*Task to carry out*. Carry on the text about OpenStack test playbooks, starting right after its last line.

*Text*.

---------------

Devstack-gate / Tempest Playbook

# devstack-gate / tempest playbook
hosts: all
roles:
  - setup-multinode-networking
  - partition-swap
  - configure-mirrors
  - run-devstack
  - run-tempest

Simple Shell Playbook

hosts: controller
tasks:
  - shell: ./run_tests.sh

Test Like Production

If you use Ansible for deployment, your test and deployment processes and playbooks are the same

What if you don't use Ansible?

OpenStack Infra Control Plane (currently) uses Puppet

# In git.openstack.org/openstack-infra/project-config/roles/legacy-install-afs-with-puppet/tasks/main.yaml
- name: Install puppet
  shell: ./install_puppet.sh
  args:
    chdir: "{{ ansible_user_dir }}/src/git.openstack.org/openstack-infra/system-config"
  environment:
    # Skip setting up pip, our images have already done this.
    SETUP_PIP: "false"
  become: yes

- name: Copy manifest
  copy:
    src: manifest.pp
    dest: "{{ ansible_user_dir }}/manifest.pp"

- name: Run puppet
  puppet:
    manifest: "{{ ansible_user_dir }}/manifest.pp"
  become: yes

Cross-Project Example Problem

  • User reports bug in shade - auto_ip is not discovering their NAT properly
  • Two fixes, one to detection algorithm, one to config override
  • Config override requires adding support to os-client-config
  • Once support is added to os-client-config, it can be consumed in shade
  • How do we integration test this without releasing os-client-config?

---------------

*Rows*.
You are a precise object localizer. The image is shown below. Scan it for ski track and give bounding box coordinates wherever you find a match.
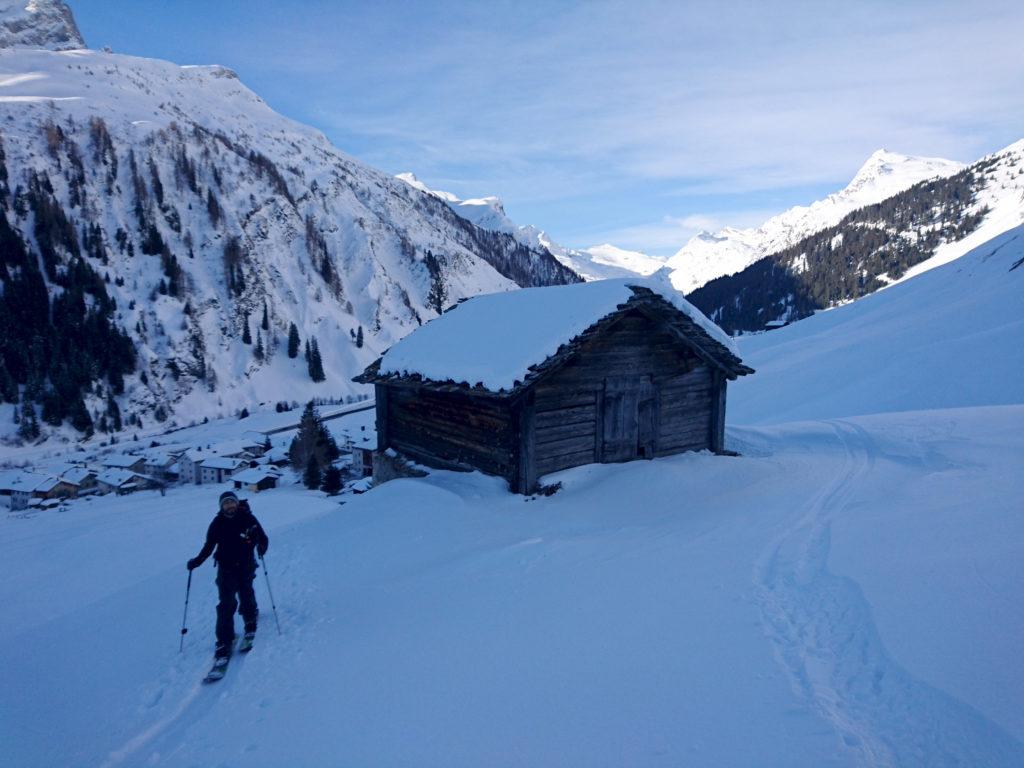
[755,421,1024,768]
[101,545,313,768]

---------------

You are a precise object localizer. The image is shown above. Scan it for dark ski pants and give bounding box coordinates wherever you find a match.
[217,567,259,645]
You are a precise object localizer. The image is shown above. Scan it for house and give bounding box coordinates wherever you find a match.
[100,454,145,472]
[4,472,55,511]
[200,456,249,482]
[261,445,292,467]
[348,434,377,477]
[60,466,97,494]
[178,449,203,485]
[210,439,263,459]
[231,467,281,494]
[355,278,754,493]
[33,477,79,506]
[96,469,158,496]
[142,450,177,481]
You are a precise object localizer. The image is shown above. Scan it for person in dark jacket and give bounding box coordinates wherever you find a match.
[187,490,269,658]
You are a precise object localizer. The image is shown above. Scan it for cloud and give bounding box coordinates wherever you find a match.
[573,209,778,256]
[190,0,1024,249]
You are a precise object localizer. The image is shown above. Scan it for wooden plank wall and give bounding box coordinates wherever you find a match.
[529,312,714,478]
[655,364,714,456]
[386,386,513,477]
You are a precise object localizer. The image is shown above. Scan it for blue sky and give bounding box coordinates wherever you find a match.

---------------

*Answer to this task*.
Cross-Project Dependencies

Testing or gating dependencies (including jobs) manually specified by developers

shade: Add unittest tips jobs

  • In git.openstack.org/openstack-infra/shade/.zuul.yaml:
- job:
    name: shade-tox-py27-tips
    parent: openstack-tox-py27
    description: |
      Run tox python 27 unittests against master of important libs
    required-projects:
      - openstack-infra/shade
      - openstack/keystoneauth
      - openstack/os-client-config

- job:
    name: shade-tox-py35-tips
    parent: openstack-tox-py35
    description: |
      Run tox python 35 unittests against master of important libs
    required-projects:
      - openstack-infra/shade
      - openstack/keystoneauth
      - openstack/os-client-config

shade: Add unittest tips project-template

  • In git.openstack.org/openstack-infra/shade/.zuul.yaml:
- project-template:
    name: shade-tox-tips
    check:
      jobs:
        - shade-tox-py27-tips
        - shade-tox-py35-tips
    gate:
      jobs:
        - shade-tox-py27-tips
        - shade-tox-py35-tips

shade: Add unittest tips project-template to project

  • In git.openstack.org/openstack-infra/shade/.zuul.yaml:
- project:
    templates:
      - publish-to-pypi
      - publish-openstack-sphinx-docs
      - shade-tox-tips

os-client-config: Add shade-tox-tips jobs

  • In git.openstack.org/openstack/os-client-config/.zuul.yaml:
- project:
    templates:
      - shade-tox-tips

os-client-config: Add nat_source flag for networks

diff --git a/os_client_config/cloud_config.py b/os_client_config/cloud_config.py
index 2e97629..d1a6983 100644
--- a/os_client_config/cloud_config.py
+++ b/os_client_config/cloud_config.py
@@ -581,3 +581,10 @@ class CloudConfig(object):
if net['nat_destination']:
    return net['name']
return None
+
+    def get_nat_source(self):
+        """Get network used for NAT source."""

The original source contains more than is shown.